PROBLEM TO SOLVE:
Would you reproduce exactly the lines below from the one holding "Task: put a dot on each instance of the cliff" through the one holding "Task: put a dot on each instance of the dark", inclusive, and no others?

RECORDS:
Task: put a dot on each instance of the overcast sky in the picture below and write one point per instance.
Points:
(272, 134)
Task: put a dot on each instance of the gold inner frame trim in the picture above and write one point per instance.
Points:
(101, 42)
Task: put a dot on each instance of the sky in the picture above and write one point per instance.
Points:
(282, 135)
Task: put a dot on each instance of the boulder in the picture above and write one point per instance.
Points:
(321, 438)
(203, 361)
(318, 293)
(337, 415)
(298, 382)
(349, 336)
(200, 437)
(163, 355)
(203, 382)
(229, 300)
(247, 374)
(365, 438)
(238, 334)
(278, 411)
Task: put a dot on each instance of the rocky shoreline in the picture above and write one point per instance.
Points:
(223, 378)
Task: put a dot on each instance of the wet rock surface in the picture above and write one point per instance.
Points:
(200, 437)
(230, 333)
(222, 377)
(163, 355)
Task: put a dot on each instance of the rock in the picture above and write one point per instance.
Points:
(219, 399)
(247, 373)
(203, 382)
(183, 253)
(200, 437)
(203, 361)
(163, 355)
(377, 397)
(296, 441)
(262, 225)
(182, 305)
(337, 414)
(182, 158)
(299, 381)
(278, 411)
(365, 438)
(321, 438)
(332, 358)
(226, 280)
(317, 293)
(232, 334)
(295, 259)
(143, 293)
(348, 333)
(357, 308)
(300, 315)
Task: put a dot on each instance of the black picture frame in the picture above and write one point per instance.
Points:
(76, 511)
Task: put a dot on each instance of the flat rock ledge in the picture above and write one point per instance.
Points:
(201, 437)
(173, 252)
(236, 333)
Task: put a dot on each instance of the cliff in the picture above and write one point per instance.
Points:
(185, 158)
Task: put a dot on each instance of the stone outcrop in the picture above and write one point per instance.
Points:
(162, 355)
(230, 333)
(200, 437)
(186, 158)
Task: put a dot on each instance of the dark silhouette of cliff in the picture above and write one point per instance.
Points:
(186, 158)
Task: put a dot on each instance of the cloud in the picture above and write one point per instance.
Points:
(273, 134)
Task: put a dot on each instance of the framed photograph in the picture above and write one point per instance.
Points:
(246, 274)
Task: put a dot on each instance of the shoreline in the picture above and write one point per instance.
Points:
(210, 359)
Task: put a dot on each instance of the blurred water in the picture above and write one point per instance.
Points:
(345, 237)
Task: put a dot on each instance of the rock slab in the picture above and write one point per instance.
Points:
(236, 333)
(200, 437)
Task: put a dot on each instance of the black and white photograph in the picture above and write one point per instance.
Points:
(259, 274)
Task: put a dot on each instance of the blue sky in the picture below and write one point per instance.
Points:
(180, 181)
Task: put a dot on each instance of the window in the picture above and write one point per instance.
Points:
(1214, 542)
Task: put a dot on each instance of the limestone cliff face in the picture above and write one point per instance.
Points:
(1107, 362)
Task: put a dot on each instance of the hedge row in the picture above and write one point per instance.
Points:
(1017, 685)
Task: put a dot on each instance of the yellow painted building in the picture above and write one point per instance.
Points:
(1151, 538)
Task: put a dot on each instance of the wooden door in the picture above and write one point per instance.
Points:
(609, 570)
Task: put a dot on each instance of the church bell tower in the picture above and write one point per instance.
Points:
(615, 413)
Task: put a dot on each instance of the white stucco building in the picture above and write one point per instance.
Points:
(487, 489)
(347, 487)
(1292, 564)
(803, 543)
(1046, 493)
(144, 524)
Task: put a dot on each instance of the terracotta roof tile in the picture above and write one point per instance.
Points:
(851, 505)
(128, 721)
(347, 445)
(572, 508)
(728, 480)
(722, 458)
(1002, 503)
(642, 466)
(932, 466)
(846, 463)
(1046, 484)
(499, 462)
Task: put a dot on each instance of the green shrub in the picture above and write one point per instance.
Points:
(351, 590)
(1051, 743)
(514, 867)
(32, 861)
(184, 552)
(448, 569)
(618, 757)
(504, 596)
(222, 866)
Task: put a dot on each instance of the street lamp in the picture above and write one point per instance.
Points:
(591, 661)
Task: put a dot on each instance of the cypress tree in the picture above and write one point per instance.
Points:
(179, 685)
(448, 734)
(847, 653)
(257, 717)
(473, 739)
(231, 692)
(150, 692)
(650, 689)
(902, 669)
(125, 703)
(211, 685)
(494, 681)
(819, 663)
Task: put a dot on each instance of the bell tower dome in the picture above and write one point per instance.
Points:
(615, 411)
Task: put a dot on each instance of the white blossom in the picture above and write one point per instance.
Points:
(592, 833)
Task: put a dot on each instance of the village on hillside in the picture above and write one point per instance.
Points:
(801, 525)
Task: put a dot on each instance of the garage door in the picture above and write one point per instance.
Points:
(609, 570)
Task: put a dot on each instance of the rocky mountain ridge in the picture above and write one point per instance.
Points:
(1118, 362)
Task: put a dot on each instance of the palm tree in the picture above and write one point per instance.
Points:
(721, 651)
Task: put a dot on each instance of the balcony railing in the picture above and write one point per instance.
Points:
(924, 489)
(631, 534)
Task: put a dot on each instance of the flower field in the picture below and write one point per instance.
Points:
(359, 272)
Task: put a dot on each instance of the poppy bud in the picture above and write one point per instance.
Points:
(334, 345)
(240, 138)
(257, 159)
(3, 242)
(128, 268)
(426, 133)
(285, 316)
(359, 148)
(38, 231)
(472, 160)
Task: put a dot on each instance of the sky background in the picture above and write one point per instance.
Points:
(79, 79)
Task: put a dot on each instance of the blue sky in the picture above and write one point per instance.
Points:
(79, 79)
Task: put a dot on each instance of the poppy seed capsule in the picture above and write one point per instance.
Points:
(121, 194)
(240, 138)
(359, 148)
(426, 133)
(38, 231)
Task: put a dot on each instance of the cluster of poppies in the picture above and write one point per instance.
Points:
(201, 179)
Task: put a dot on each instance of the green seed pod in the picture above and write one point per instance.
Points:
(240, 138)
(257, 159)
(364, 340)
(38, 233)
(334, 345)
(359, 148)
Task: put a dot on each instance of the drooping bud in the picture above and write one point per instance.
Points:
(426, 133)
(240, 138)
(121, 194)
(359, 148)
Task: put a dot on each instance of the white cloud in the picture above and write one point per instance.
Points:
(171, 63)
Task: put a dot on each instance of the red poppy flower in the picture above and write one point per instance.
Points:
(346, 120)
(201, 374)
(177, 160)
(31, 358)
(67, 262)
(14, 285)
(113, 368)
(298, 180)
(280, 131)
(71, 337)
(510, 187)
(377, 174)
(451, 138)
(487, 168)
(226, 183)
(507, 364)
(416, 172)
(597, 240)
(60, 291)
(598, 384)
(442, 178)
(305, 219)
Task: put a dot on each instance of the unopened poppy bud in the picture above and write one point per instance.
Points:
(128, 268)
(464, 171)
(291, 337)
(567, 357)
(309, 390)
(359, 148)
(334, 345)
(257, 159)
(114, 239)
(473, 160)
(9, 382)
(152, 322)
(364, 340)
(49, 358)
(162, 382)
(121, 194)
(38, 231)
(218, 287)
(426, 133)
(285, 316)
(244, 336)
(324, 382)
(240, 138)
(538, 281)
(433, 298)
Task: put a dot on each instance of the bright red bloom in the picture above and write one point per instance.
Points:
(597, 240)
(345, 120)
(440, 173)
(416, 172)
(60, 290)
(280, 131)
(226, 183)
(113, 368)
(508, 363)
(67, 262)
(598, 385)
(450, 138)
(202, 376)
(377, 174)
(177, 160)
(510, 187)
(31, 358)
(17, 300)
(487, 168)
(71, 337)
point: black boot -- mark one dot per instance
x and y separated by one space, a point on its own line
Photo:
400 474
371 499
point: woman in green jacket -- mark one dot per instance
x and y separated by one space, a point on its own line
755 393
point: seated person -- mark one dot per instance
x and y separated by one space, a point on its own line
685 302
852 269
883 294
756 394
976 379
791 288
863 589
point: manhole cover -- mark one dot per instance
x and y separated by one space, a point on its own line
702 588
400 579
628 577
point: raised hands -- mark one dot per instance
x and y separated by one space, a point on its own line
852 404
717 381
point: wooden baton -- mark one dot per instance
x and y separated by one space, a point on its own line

SOLUTION FOR THIS EXERCISE:
Task: put a dot on each instance of the cliff in the picture above and write one point per instance.
Points:
(185, 158)
Task: put a dot on each instance of the stone outcrop in the picture above and write one point per instance.
Points:
(162, 355)
(230, 333)
(200, 437)
(186, 158)
Task: put a dot on each instance of the dark silhouette of cliff in the picture above and write one point per instance.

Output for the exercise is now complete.